** Begin Text passage **

Alphanumeric increment algorithm in JAVA

Question

I need to implement alphanumeric increment algorithm like AAA001 should become AAA002 AAA999 should become AAB000 and so on.

All alphabets are in uppercase and letters are from 0-9. It can contain alphabet or letter at any position in the alphanumeric string.

There are some rules though, like some 000 or 666 should not come in a series. That can be done later on but I am in need of basic logic to implement the algorithm.

I see many people did not understand my question. Just imagine the Plate Number of a vehicle which is nothing but a alphanumeric series which can have some excluded characters like BB6660 -> 666, triple 6 in between is not allowed.

It should support different formats like-

    @@@##
    @#@@##
    1@#@@##
    @@@@####
    ##@@#@

    @ means alphabet A-Z
    # means numbers 0-9            

Examples:

    AFG99 + 1= AFH00
    A2GF23 + 1 = A2GF24
    1A9AU99 + 1 = 1A9AV00
    AAZZ9999 + 1 = ABAA0000
    11AA9Z + 1 = 11AB0A

I need some sort of mathematical solution so that I can do math and increment it easily without using character increment.

I also need the count between the two ranges like how many counts are there between AAA003 and AA010 ?

    AAA010 - AAA003 = 7 

I would appreciate the help..

Answer 1

Here's 3 solutions: the first two are somewhat arithmetic incrementations while the third is more a character manipulations.

** End Text passage **
** Begin Supplied entries **

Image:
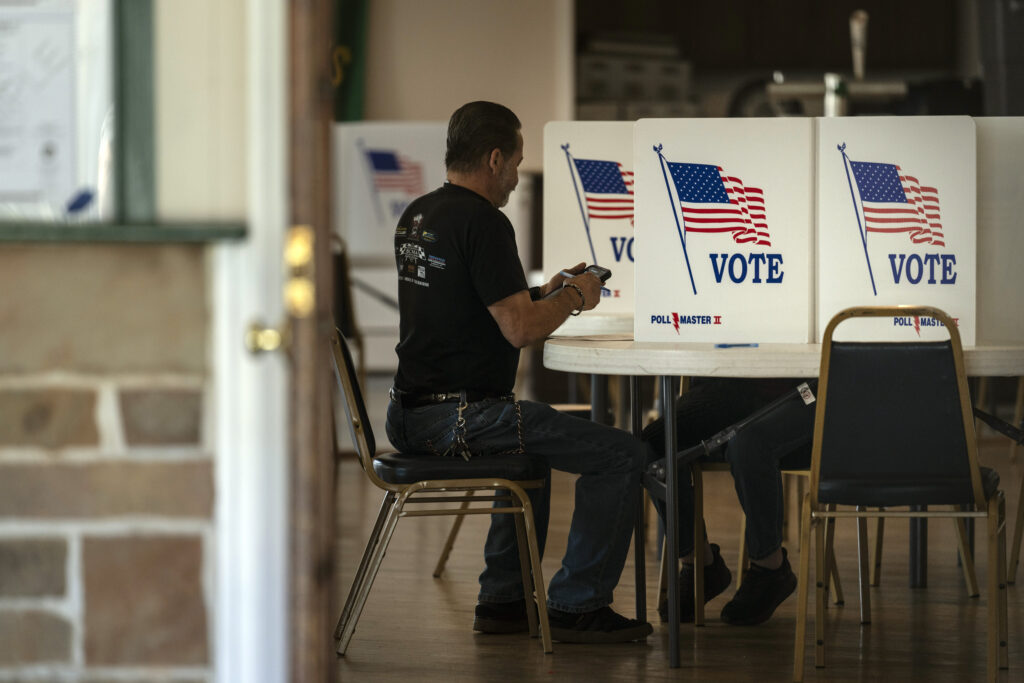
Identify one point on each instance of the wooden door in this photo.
(308, 298)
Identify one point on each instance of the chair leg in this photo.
(819, 596)
(640, 557)
(880, 531)
(540, 591)
(862, 569)
(1004, 617)
(699, 539)
(527, 575)
(1018, 415)
(450, 543)
(967, 558)
(1015, 555)
(800, 642)
(832, 572)
(663, 578)
(837, 585)
(995, 591)
(347, 627)
(360, 573)
(743, 560)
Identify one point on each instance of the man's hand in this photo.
(591, 287)
(556, 283)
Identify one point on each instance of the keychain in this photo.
(459, 446)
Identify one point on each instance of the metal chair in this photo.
(893, 435)
(423, 478)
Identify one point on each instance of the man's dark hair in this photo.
(477, 128)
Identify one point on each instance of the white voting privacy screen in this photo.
(724, 232)
(896, 216)
(588, 204)
(1000, 240)
(379, 169)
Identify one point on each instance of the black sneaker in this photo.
(761, 592)
(717, 579)
(600, 626)
(501, 616)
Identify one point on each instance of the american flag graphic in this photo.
(715, 202)
(607, 186)
(393, 172)
(894, 202)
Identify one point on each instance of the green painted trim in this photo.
(134, 156)
(165, 232)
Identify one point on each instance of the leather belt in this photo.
(417, 399)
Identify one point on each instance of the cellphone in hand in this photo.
(601, 272)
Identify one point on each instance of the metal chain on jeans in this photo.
(459, 445)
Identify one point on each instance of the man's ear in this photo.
(495, 160)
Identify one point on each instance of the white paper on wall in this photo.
(588, 203)
(724, 235)
(896, 216)
(380, 167)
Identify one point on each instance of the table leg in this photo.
(640, 531)
(919, 550)
(599, 398)
(671, 515)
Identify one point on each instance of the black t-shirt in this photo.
(456, 255)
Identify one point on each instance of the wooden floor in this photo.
(417, 628)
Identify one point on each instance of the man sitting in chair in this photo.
(781, 439)
(465, 312)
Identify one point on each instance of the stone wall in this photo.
(107, 494)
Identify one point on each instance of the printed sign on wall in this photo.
(897, 221)
(724, 229)
(379, 169)
(588, 203)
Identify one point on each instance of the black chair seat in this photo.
(404, 468)
(919, 491)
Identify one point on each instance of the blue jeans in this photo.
(756, 455)
(607, 460)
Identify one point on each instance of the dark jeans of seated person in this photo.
(756, 457)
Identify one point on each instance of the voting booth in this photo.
(724, 231)
(896, 221)
(588, 212)
(380, 167)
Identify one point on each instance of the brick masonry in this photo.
(107, 488)
(154, 417)
(33, 637)
(47, 418)
(143, 601)
(32, 567)
(102, 308)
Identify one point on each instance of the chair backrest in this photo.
(894, 424)
(355, 410)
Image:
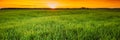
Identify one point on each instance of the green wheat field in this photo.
(80, 24)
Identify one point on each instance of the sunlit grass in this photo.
(59, 25)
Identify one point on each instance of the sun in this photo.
(53, 6)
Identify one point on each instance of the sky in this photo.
(59, 3)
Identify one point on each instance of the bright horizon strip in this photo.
(59, 3)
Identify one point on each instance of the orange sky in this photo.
(60, 3)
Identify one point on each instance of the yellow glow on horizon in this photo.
(59, 3)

** End Supplied entries **

» Required tasks:
**1)** Retype the alphanumeric increment thread starting with "I need some" and going on through "and AA010 ?".
**2)** Say whether each statement agrees with the alphanumeric increment thread, answering yes or no and quoting the words that decide it: (a) The asker says all alphabets are in lowercase. (b) In the listed formats, # stands for numbers 0-9. (c) Answer 1 offers three solutions.
Rely on the alphanumeric increment thread alone, not the listing.

» Outputs in order:
**1)**
I need some sort of mathematical solution so that I can do math and increment it easily without using character increment.

I also need the count between the two ranges like how many counts are there between AAA003 and AA010 ?

**2)**
(a) No: "All alphabets are in uppercase"
(b) Yes: "# means numbers 0-9"
(c) Yes: "Here's 3 solutions"